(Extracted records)
════
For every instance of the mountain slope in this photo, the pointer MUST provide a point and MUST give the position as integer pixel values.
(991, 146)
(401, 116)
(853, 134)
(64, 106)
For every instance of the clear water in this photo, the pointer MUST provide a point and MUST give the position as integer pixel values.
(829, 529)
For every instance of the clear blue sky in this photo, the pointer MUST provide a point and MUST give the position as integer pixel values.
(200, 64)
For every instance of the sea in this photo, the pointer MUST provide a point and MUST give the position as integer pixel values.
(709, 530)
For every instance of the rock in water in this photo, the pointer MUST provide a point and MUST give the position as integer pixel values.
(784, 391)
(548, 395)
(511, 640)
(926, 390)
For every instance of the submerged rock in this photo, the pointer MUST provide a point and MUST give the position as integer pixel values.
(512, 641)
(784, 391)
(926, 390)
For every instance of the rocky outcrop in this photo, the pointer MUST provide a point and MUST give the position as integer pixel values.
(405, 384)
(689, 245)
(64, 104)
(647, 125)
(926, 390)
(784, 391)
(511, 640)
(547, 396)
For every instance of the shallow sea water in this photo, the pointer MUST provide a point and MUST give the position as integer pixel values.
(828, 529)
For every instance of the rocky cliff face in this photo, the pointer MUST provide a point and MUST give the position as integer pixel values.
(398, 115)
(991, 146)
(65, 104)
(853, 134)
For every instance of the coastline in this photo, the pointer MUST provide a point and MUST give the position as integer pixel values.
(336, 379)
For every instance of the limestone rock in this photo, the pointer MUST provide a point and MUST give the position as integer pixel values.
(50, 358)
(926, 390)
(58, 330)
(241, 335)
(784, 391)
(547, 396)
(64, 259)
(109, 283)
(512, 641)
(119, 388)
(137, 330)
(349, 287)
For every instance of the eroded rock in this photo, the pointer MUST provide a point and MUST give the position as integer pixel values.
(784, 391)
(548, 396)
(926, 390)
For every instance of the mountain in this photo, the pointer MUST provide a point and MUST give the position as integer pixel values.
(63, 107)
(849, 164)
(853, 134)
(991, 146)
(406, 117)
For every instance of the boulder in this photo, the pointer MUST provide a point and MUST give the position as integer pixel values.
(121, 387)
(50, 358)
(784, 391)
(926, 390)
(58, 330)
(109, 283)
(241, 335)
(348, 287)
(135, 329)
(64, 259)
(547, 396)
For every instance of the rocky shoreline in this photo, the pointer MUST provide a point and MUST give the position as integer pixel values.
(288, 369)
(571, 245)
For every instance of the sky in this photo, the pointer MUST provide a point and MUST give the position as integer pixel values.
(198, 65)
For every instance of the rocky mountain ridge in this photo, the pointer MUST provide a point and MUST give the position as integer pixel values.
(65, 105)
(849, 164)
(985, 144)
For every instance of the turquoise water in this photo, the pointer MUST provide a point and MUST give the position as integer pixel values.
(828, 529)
════
_Task statement_
Retype every entry above, word for word.

_Exercise output_
For every instance of the mountain slope in this photo, the pointer MUST provide a point and MUST give the position as integer pixel values.
(991, 146)
(401, 116)
(853, 134)
(64, 106)
For every instance of the clear water in this photo, the pointer MUST provide a point and MUST give the position as integer pixel values.
(829, 529)
For every instance of the clear blue sky in this photo, the pointer MUST provide a point and MUST give the position as integer pixel values.
(200, 64)
For every instance of the sea in this photo, the pointer MUST provide a point and MUST give the position as integer pixel values.
(709, 530)
For every instance of the rock in water in this photo, the pointer MUST provide a point and MUST give the position as integer pixel values.
(784, 391)
(548, 395)
(511, 640)
(926, 390)
For every instance of the submerged rock in this photo, the pointer MUST provide a point and MUST give the position as integer pixel values.
(512, 641)
(784, 391)
(926, 390)
For every instance of the rocky outcrop in this photo, the pointer MUST provide a point and MUST give the position as integer pixel values.
(405, 384)
(689, 245)
(64, 104)
(647, 125)
(926, 390)
(784, 391)
(511, 640)
(547, 396)
For every instance of the shallow sea water in this photo, the pointer MUST provide a point and MUST give the position as integer pixel values.
(828, 529)
For every instance of the rocky cliff face in this photo, the pointer MUST provide a point and MUST give the position as integer pixel values.
(398, 115)
(991, 146)
(65, 104)
(853, 134)
For every instance of the coastline in this photo, the pointer MUST provide a point and MUST give the position as integer pixel values.
(336, 379)
For every instance of the limestone rock in this photo, the pointer MUST provide a point and MUST give the position as integer pixel values.
(50, 358)
(926, 390)
(58, 330)
(241, 335)
(784, 391)
(547, 396)
(64, 259)
(109, 283)
(512, 641)
(119, 388)
(137, 330)
(349, 287)
For every instance of the eroded rock in this photo, the pointer MUST provide a point and MUST give the position as integer pixel values.
(784, 391)
(548, 396)
(926, 390)
For every instance of the mountain in this photo, the pointer MUST provide a point and MUST give the position as integer pixel values.
(63, 107)
(849, 164)
(853, 134)
(991, 146)
(406, 117)
For every instance of the boulder in this photo, the pointer MUST provide a point and MUST give the position as integer pixel values.
(121, 387)
(50, 358)
(784, 391)
(926, 390)
(58, 330)
(109, 283)
(241, 335)
(348, 287)
(135, 329)
(64, 259)
(547, 396)
For every instance of the rocky shoreline in this photo, the pointer MUST provide a point and MUST give the position as integer pixel values.
(288, 369)
(571, 245)
For every instance of the sky in this photo, the pointer MUST provide a point and MUST give the position as integer pixel values.
(198, 65)
For every instance of the rocky mountain ridge in this photo, the pointer MUST provide a point and MUST give the position as integer pixel values.
(65, 105)
(849, 164)
(985, 144)
For every instance of the turquoise water in this photo, the pointer MUST provide a point and MUST give the position as integer pixel values.
(828, 529)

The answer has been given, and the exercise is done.